Exercise details → Whenever a line in the records below holds the string "tree", copy it out.

[Records contained in a dataset]
-- Opening Marker --
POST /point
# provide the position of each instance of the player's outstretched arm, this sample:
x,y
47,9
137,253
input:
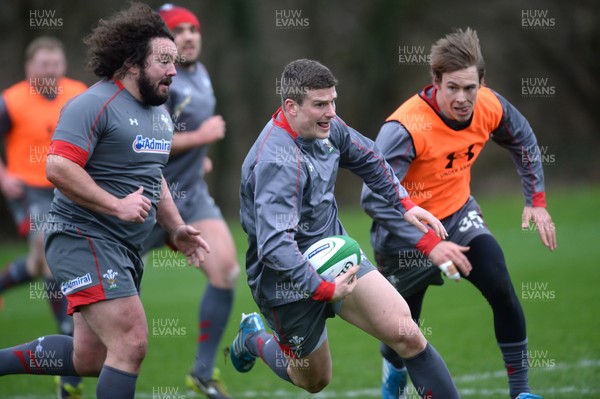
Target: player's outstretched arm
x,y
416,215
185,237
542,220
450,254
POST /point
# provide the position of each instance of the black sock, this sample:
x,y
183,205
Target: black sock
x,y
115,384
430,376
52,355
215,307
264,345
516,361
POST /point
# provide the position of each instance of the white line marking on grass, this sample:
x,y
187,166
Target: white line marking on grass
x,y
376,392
-- Closing Marker --
-- Opening Marker --
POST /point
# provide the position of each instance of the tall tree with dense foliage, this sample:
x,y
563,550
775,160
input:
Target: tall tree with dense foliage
-- Closing Marker --
Exercise answer →
# provide the position of each instance of the tall tree with dense foliage, this sample:
Target: tall tree with dense foliage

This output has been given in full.